◆ What this exercise asks
1. In the account of abandoning the novel rewrites, which authors does the writer name as influences on the two supernatural horror novels?
2. Pick up the account of abandoning the novel rewrites right after its final sentence and carry it forward.

Back in the spring of 2002, I was working on the re-writes of my second and third novels for submission to a couple of small press publishers in the horror community.  Each of the publishers had expressed enthusiastic interest for my novels and it looked like, after more than a decade of writing with the hopes of become a published novelist, I was finally going to realize my dreams.

But then a funny thing happened.  I started to hate what I was writing.

Both novels were of the supernatural horror variety, influenced by a steady diet of King, Straub, Koontz, and McCammon that I’d fed on as a teenager and young adult.  And although I was proud of both novels, the more time I spent re-writing them, the more I realized that I was growing to hate them.

What had once been fun had now become tedious, painful work.

So after struggling with the rewrites for several months, I told the two small presses that I wouldn’t be submitting the manuscripts and I kissed my opportunity to become a published novelist goodbye.

Then I stopped writing.

◆ Information supplied
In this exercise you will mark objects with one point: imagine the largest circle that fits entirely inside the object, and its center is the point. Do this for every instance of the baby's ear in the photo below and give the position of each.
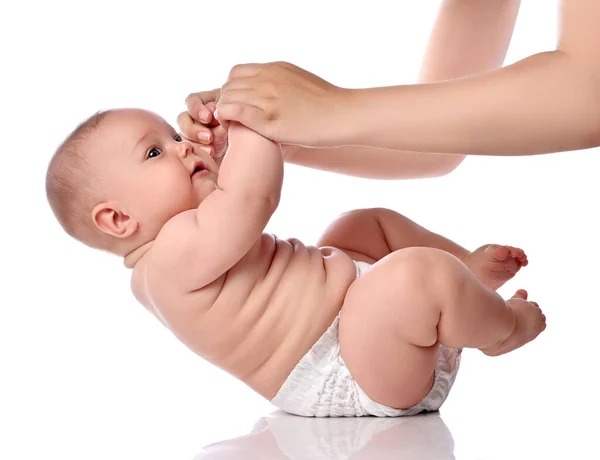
(110, 219)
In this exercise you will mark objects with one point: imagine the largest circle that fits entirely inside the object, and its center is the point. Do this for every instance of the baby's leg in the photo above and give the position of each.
(377, 232)
(396, 314)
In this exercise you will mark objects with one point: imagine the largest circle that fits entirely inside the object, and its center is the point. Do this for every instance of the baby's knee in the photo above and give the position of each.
(429, 269)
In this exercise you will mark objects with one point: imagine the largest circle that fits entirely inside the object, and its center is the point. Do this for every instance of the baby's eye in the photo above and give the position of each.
(153, 152)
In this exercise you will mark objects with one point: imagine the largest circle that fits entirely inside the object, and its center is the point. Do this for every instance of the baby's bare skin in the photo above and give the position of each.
(253, 304)
(258, 320)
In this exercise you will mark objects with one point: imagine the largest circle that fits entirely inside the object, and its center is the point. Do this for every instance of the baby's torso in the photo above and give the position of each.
(259, 319)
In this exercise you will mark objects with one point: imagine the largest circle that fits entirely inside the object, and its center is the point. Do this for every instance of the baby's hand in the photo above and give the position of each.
(198, 124)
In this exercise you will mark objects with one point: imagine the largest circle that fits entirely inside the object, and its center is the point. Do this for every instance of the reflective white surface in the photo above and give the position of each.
(86, 373)
(281, 437)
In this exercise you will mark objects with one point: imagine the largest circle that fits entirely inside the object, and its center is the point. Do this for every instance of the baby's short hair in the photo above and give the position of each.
(72, 187)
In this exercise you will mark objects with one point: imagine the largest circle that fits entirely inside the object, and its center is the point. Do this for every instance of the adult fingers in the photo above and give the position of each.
(196, 104)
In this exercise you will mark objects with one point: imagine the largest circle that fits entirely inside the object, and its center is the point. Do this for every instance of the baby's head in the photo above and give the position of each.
(121, 175)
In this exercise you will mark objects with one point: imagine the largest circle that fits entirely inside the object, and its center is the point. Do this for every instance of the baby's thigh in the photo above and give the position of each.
(380, 327)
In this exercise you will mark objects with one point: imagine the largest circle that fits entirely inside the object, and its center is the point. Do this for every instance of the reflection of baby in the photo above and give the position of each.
(371, 320)
(281, 436)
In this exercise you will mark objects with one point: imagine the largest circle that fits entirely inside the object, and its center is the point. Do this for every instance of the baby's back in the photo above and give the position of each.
(259, 319)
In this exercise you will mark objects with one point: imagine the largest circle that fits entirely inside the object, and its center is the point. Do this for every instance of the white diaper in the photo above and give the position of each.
(321, 385)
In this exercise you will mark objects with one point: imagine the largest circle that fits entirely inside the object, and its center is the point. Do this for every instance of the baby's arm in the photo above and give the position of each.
(198, 246)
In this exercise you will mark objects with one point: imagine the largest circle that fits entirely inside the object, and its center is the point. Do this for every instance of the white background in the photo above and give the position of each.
(86, 373)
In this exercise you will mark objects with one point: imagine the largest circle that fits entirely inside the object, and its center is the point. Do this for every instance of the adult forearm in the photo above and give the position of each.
(469, 37)
(373, 162)
(545, 103)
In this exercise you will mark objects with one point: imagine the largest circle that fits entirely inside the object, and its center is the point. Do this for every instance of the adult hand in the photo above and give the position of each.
(284, 103)
(199, 125)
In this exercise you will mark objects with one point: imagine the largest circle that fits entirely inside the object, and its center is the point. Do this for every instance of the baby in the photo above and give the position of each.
(369, 321)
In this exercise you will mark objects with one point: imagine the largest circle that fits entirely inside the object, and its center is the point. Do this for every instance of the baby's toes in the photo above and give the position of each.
(498, 252)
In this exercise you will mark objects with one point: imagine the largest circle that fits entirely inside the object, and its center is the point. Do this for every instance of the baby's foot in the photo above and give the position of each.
(529, 323)
(494, 265)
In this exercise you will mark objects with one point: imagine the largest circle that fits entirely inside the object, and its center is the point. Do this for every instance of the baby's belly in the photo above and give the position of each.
(296, 293)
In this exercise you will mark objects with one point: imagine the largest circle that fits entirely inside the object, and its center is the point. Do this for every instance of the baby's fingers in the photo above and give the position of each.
(193, 130)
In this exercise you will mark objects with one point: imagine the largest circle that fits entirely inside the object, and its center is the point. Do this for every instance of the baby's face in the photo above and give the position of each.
(147, 169)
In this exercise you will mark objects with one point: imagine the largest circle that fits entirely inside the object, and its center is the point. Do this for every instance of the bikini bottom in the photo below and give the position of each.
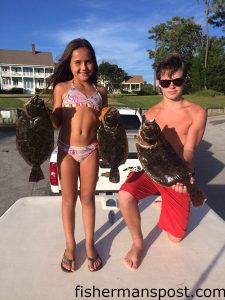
(78, 153)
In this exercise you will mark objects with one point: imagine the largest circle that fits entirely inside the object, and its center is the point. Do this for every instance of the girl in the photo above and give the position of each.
(77, 102)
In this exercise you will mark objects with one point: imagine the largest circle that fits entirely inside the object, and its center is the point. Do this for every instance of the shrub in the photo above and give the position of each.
(208, 93)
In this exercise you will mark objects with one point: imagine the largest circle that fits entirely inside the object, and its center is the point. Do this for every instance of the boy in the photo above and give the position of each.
(182, 123)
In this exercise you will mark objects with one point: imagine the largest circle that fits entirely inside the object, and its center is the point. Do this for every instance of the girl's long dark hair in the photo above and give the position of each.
(62, 70)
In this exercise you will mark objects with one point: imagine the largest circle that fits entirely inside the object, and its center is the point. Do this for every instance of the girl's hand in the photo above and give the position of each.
(103, 112)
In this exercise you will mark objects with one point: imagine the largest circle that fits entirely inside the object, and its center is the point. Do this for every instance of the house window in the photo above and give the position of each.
(28, 84)
(40, 83)
(6, 81)
(15, 82)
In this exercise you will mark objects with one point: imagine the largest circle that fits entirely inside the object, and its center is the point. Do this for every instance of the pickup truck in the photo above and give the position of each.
(131, 119)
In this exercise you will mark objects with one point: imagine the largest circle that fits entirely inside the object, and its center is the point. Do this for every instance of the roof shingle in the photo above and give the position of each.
(20, 57)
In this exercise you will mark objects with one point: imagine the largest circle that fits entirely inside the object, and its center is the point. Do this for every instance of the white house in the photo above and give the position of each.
(25, 69)
(133, 83)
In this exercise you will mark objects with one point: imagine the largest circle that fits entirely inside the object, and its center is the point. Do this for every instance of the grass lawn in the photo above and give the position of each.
(144, 102)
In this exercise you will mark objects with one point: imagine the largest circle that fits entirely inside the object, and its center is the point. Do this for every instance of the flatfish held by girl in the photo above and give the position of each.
(161, 162)
(113, 143)
(34, 136)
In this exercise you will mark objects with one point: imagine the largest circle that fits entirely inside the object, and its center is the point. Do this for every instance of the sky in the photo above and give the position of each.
(118, 30)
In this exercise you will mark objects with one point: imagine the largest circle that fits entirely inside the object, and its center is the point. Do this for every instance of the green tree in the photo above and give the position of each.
(111, 75)
(214, 14)
(218, 14)
(179, 35)
(215, 72)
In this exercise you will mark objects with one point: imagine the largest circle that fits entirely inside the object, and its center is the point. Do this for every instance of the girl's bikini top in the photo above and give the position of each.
(75, 98)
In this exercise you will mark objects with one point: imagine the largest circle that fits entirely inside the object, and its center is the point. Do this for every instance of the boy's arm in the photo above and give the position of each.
(194, 136)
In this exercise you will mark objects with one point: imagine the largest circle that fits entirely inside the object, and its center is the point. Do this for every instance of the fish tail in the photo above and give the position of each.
(36, 174)
(197, 196)
(114, 175)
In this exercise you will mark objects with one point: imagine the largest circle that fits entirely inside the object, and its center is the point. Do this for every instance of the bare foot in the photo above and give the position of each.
(94, 260)
(68, 261)
(131, 260)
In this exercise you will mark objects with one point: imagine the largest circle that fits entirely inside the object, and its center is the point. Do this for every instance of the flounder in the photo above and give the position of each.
(34, 136)
(162, 163)
(113, 143)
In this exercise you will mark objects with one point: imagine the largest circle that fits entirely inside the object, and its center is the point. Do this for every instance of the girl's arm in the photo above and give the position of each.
(56, 114)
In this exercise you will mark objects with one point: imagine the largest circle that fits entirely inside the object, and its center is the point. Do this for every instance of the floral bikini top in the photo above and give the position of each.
(75, 98)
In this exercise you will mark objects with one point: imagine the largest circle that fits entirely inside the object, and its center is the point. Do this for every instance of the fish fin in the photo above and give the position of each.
(143, 119)
(36, 174)
(114, 175)
(197, 196)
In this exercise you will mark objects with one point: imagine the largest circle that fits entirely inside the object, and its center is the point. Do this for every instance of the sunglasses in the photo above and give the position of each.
(177, 82)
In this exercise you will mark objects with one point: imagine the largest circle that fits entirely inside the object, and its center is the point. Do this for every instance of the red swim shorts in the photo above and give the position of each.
(175, 206)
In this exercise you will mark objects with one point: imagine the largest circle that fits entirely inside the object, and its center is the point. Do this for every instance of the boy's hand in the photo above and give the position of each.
(180, 188)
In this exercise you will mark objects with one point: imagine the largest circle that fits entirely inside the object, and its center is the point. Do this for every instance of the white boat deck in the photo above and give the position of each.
(32, 245)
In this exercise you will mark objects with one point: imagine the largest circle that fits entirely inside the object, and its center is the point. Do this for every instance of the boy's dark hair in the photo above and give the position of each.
(171, 64)
(62, 70)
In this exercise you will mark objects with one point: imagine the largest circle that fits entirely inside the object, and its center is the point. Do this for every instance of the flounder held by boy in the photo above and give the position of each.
(161, 162)
(34, 136)
(113, 144)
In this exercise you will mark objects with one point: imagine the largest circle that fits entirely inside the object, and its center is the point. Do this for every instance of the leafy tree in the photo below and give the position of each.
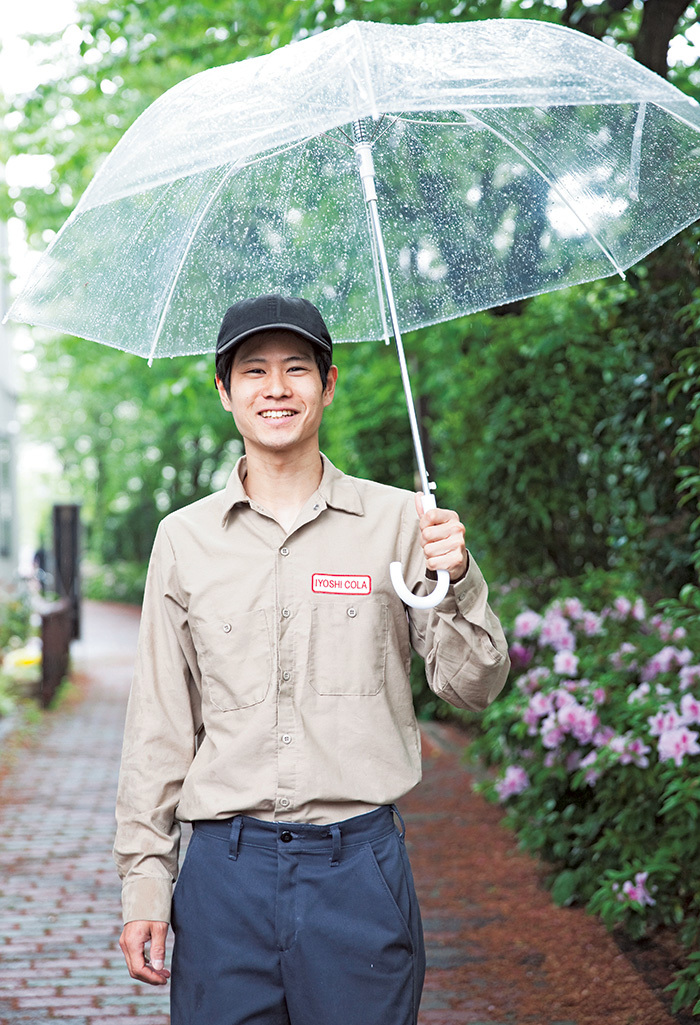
(546, 418)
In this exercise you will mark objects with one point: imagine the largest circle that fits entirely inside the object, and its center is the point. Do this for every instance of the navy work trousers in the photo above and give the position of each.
(288, 924)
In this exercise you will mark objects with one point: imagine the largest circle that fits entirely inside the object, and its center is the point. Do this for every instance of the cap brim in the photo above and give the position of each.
(276, 326)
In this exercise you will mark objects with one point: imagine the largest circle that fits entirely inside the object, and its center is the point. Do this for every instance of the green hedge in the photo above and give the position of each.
(596, 745)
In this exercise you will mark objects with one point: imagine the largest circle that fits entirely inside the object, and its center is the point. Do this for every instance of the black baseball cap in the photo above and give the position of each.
(268, 313)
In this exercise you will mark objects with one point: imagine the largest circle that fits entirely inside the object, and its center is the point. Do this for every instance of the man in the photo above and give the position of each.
(271, 706)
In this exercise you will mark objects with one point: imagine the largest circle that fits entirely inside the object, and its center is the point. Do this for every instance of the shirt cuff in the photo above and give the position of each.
(147, 898)
(469, 588)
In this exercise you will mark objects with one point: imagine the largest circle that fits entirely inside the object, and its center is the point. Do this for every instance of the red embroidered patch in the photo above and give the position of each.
(340, 583)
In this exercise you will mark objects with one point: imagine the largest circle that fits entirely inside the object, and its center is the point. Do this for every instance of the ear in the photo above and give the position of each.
(223, 395)
(331, 381)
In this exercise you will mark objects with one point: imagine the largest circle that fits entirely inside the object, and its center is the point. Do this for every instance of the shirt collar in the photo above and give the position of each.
(336, 490)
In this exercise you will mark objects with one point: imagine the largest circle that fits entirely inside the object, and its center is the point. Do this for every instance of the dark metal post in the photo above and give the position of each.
(67, 559)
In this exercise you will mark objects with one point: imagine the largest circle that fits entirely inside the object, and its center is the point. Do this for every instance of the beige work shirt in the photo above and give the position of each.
(292, 651)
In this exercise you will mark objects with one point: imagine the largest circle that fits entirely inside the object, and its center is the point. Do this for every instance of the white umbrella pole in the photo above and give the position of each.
(366, 164)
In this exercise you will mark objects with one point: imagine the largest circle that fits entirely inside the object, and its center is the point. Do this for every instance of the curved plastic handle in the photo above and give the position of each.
(406, 596)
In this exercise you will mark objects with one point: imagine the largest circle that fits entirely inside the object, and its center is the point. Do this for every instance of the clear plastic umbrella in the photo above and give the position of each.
(409, 173)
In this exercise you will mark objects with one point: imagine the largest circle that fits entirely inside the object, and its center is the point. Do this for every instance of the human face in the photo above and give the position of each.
(276, 396)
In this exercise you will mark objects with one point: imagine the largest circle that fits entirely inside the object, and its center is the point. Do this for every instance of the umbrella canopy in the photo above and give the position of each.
(511, 157)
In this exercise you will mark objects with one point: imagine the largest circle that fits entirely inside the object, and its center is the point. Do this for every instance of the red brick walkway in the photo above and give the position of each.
(498, 951)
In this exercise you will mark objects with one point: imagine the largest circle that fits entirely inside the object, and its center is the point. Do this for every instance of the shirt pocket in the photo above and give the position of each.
(236, 658)
(347, 648)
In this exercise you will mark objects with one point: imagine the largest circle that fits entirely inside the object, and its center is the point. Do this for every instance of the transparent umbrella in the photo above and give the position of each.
(395, 175)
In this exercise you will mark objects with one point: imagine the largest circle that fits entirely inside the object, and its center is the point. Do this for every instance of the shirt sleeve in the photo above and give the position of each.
(159, 745)
(461, 640)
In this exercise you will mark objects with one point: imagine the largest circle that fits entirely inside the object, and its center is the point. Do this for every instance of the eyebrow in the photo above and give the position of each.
(302, 357)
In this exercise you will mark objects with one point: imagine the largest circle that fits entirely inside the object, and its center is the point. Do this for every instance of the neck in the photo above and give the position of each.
(283, 483)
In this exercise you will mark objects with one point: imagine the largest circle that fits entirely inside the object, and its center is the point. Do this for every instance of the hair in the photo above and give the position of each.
(224, 362)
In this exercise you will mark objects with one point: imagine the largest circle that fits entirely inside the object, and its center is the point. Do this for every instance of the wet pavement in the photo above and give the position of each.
(498, 951)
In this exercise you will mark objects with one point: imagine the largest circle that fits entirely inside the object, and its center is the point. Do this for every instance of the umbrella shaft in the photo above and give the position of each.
(366, 165)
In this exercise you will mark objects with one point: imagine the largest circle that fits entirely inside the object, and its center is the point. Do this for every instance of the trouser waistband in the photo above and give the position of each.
(300, 837)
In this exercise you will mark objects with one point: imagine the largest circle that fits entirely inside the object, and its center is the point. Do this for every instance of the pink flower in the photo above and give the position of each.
(664, 661)
(667, 718)
(527, 623)
(636, 891)
(688, 674)
(566, 663)
(577, 721)
(631, 750)
(515, 781)
(690, 709)
(604, 736)
(674, 744)
(551, 733)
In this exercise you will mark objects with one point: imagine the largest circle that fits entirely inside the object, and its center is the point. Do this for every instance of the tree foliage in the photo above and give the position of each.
(550, 422)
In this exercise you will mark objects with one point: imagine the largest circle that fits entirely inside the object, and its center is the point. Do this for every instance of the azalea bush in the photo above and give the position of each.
(598, 749)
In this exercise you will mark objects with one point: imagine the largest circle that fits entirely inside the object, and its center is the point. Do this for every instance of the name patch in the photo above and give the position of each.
(339, 583)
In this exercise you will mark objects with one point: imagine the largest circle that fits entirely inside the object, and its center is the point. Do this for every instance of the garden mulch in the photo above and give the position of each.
(498, 950)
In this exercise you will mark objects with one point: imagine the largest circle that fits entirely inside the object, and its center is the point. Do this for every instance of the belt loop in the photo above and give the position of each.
(335, 853)
(403, 824)
(235, 836)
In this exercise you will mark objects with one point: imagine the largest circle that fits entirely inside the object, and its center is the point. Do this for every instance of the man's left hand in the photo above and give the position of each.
(442, 536)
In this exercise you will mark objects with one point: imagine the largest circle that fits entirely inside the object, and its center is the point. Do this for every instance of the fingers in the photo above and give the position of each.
(442, 535)
(133, 940)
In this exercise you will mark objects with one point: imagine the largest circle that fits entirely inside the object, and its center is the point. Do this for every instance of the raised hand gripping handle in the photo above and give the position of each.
(397, 575)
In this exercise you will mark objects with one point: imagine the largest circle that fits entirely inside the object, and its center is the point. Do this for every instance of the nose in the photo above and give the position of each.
(277, 385)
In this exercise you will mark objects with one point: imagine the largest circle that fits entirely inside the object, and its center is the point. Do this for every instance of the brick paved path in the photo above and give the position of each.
(498, 951)
(59, 918)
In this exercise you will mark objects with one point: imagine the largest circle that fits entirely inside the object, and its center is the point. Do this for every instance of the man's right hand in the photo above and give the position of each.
(134, 937)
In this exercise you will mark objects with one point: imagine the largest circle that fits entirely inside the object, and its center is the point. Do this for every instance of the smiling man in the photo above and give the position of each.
(272, 708)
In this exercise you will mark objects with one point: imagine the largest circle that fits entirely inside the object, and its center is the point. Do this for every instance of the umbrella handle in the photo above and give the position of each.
(397, 575)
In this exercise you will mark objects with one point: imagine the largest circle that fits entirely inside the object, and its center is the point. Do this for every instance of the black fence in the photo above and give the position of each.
(56, 630)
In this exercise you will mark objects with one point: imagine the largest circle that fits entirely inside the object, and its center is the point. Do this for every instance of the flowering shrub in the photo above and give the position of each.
(598, 746)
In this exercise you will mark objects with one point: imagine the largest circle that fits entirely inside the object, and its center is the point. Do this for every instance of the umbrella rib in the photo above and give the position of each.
(166, 306)
(552, 185)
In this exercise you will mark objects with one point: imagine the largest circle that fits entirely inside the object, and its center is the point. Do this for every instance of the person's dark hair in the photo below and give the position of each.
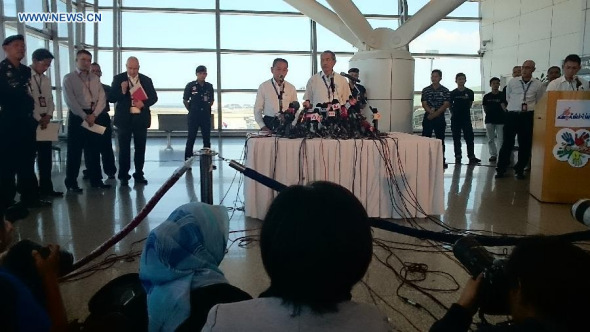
(314, 254)
(553, 278)
(42, 54)
(331, 53)
(573, 58)
(277, 60)
(83, 52)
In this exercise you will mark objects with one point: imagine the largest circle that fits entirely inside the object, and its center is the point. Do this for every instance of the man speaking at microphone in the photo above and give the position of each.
(273, 96)
(326, 85)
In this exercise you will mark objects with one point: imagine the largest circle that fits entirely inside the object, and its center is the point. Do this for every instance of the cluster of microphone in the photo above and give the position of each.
(328, 120)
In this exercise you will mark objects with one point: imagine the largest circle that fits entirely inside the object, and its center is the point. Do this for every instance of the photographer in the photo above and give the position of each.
(548, 290)
(19, 309)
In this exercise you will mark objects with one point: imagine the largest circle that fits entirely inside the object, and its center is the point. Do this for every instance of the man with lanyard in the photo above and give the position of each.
(17, 129)
(85, 98)
(105, 142)
(273, 95)
(134, 94)
(357, 90)
(326, 85)
(461, 102)
(522, 95)
(198, 98)
(44, 107)
(435, 100)
(569, 81)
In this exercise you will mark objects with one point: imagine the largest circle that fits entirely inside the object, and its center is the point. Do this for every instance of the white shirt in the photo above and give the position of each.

◆ Answers in order
1. King, Straub, Koontz, and McCammon.

2.
For the next year and a half I played a lot of golf and spent more time reading and playing with my dog.  I wrote a best man’s speech based on Hamlet (“To wed or not to wed, that is the question…”) and a 40th birthday poem for my wife based on The Raven (“Once upon a birthday dreary…”), but that was about it.

Sometime in the middle of all of this, I read Lullaby by Chuck Palahniuk.

Although I’d seen Fight Club (one of my favorite all time films), I’d never read the novel or any of Palahniuk’s other books.  But for some reason, this novel resonated with me on a level I hadn’t previously experienced.  And when I was done, I had an “a-ha” moment.

While my three novels and four dozen short stories had all predominantly been influenced by my love of horror, I’d written a few short stories that were dark comedy with a supernatural edge to them.  But I’d never thought about writing anything other than straight horror novels.

Lullaby changed all that.

After finishing Lullaby, I began to think about turning a short story of mine into a full-length novel.  The story, “A Zombie’s Lament,” dealt with a group of zombies who attend Undead Anonymous meetings and yearn for civil rights.  About a year later, I wrote the opening scene for Breathers.

(Next entry:  M is for Maggots)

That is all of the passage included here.